__Compiti__.
A) Nel brano su Paolo e l'autorità politica, tra "Anche l’autorità politica" e "chiesa e impero!", estremi inclusi, rinomina "Dio" in "Signore" e riporta il passo così modificato.
B) Per favore, prosegui il brano su Paolo e la Chiesa partendo subito dopo la sua ultima frase.

__Sezione del documento__.
Anche l’autorità politica secondo Paolo va rispettata perché viene da Dio: "Ogni persona sia
sottoposta alle autorità superiori; perché non v’è podestà se non da Dio, e quelle che sono, son da Dio
ordinate. Sicché chi si oppone all’autorità, fa contro l’ordine di Dio, e quelli che così
resistono si tireranno addosso la condanna" E poi aggiunge che "il magistrato non porta la spada
inutilmente, essendo ministro di Dio" (Ivi p.1596). E questo un paio di secoli prima del riconoscimento di
Costantino e dell’inizio del connubio diretto tra chiesa e impero!
Quanto alle donne, ci sono nelle lettere di Paolo (parte integrante del Nuovo Testamento, si
ricordi) decine di passi in cui si sottolinea che "la moglie non è padrona del proprio corpo, ma lo è
il marito", e che "le donne nelle assemblee tacciano, poiché non è loro permesso di parlare, ma
stiano sottoposte, come anche dice la legge" (Ivi, pp. 1608 e 1616). Semplice segno dei tempi?

Non
direi, c’è un attacco diretto alle libertà di fatto delle donne in quel tempo.
Ma lasciamo Paolo di Tarso, e veniamo al nodo fondamentale sotteso alla lettera della Gagliardi.
Qui riaffiorano le questioni del dialogo con i cattolici, in realtà con i vertici della Chiesa, e
con la Dc, (come già fu per l’inserimento del Concordato nell’articolo 7 della Costituzione,
presentato da Togliatti come gesto verso il mondo cattolico, mentre era anche il riconoscimento del
potere assoluto della Chiesa contro i preti dissidenti). Un dialogo esaltato senza distinguere i
riflessi di fenomeni che avevano condizionato le aperture di papa Giovanni (ripresa dei movimenti di
liberazione nel mondo coloniale, ecc...) dalla funzione - permanente - dell’istituzione
ecclesiastica, pur sempre rivolta in modo nostalgico e conservatore alla concezione teocratica, dell’assoluta
superiorità della sfera del divino, che sposta nell’aldilà la "reale" liberazione, rinviando
"altrove" la soluzione concreta di problemi, pur denunciati, a volte anche coraggiosamente...

__Estratto dei dati__.
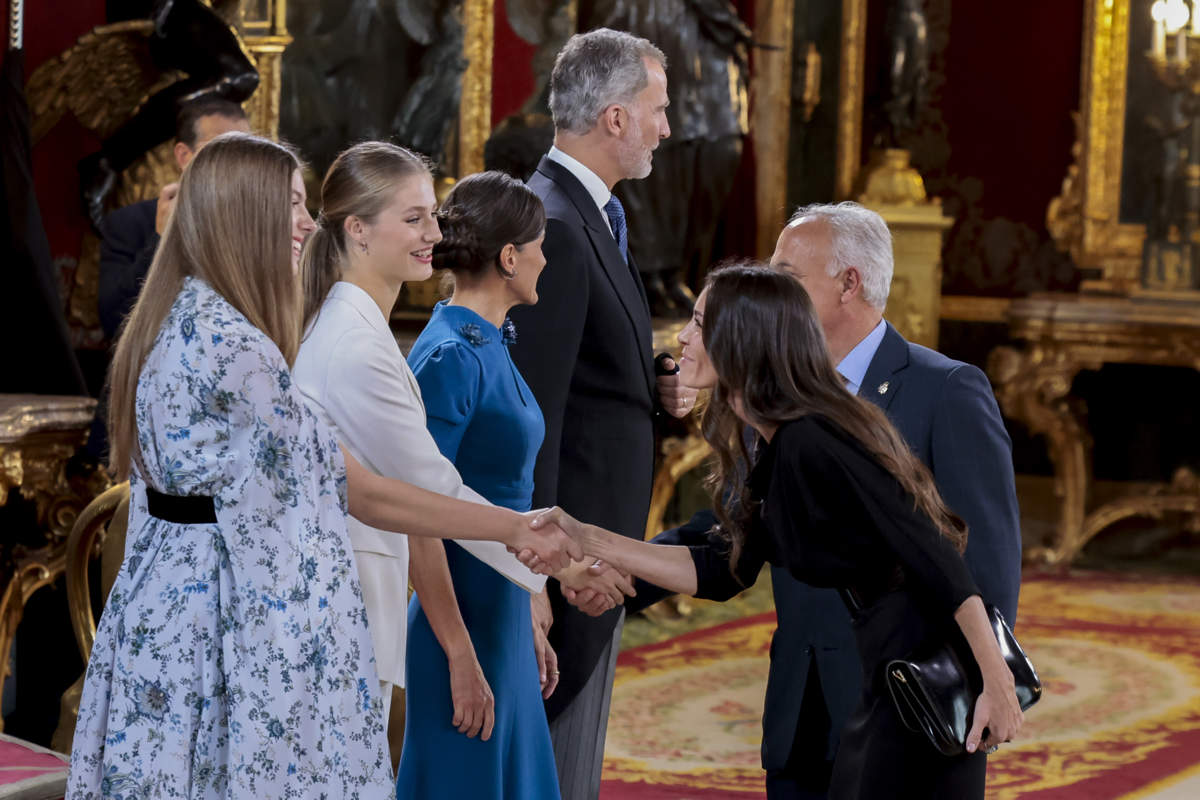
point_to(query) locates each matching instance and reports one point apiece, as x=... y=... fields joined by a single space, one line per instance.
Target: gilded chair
x=99 y=530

__Risposte in ordine__.
A)
Anche l’autorità politica secondo Paolo va rispettata perché viene da Signore: "Ogni persona sia
sottoposta alle autorità superiori; perché non v’è podestà se non da Signore, e quelle che sono, son da Signore
ordinate. Sicché chi si oppone all’autorità, fa contro l’ordine di Signore, e quelli che così
resistono si tireranno addosso la condanna" E poi aggiunge che "il magistrato non porta la spada
inutilmente, essendo ministro di Signore" (Ivi p.1596). E questo un paio di secoli prima del riconoscimento di
Costantino e dell’inizio del connubio diretto tra chiesa e impero!

B)
Se ne può discutere senza ricorrere a una schematica identificazione della Chiesa con il sistema
vigente. La Chiesa ha saputo collaborare infatti con la società schiavistica, con quella feudale,
con quella borghese, e in molti casi, anche con i regimi burocratici, sempre mantenendo la propria
autonomia, anzi con la pretesa di porsi appena possibile al di sopra del potere politico.
La ripresa del fenomeno religioso è un problema importante del nostro tempo, e già lo è stato
almeno per la seconda metà del Novecento: ne scrissi già nel 1965 nell’introduzione a Rivolta
religiosa nelle campagne (un libro scritto insieme a Maria Novella Pierini), a proposito del proliferare
delle sette cristiane in URSS durante lo stalinismo, osservando che era prima di tutto il sintomo
di un cattivo stato di salute degli altri strumenti delegati a fornire risposte concrete...

L’affermazione fece scandalo, e si aprì perfino un dibattito sull’Unità... Sono dunque l’ultima persona
nel partito che può negare questo fenomeno, su cui ho scritto a proposito della Polonia,
dell’Afghanistan, dell’Iran, ma non per questo penso si possa considerare in sé positivo. Continuo a
ritenere che, in ultima analisi, nella sostanza, e in forme diverse (storicamente, geograficamente,
socialmente, culturalmente, ecc.), la religione resta un "tranquillante", rispetto a tutto ciò a cui
non si sa o non si vuole dare risposta con gli strumenti a disposizione: fenomeni e forze della
natura, assetti sociali e condizioni di vita, finalità dell’esistenza, destini dell’umanità...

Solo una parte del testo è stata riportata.